=== Task statement ===
Lines of the records that hold the word "segment" are to be counted; give the number and nothing more.

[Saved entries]

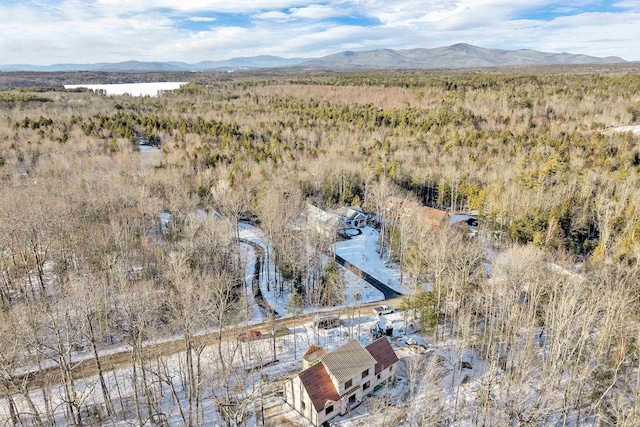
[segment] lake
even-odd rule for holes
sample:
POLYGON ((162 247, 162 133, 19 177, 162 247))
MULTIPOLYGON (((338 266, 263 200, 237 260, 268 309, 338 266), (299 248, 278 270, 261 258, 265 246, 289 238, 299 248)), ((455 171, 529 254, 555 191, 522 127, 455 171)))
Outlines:
POLYGON ((84 87, 91 90, 104 90, 107 95, 158 96, 160 90, 175 90, 188 82, 154 82, 154 83, 117 83, 103 85, 64 85, 65 89, 84 87))

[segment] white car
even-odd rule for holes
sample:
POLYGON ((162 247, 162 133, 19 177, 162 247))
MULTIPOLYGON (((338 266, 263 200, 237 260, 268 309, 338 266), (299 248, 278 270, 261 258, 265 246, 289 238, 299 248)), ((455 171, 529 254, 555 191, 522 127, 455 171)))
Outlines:
POLYGON ((378 316, 383 315, 383 314, 391 314, 391 313, 395 313, 396 309, 391 307, 390 305, 381 305, 378 307, 373 307, 373 312, 375 314, 377 314, 378 316))

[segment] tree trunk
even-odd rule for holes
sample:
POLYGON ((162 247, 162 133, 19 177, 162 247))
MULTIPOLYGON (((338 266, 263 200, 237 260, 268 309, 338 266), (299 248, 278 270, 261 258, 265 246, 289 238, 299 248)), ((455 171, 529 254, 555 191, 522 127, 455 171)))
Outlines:
POLYGON ((96 346, 95 333, 93 330, 92 319, 87 318, 89 326, 89 342, 91 343, 91 350, 93 351, 93 358, 96 362, 96 368, 98 369, 98 378, 100 380, 100 388, 102 389, 102 397, 104 398, 104 404, 107 408, 107 415, 112 417, 114 414, 113 403, 111 402, 111 395, 109 394, 109 388, 104 380, 104 373, 102 371, 102 363, 100 362, 100 355, 98 354, 98 348, 96 346))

=== Response to this task ===
3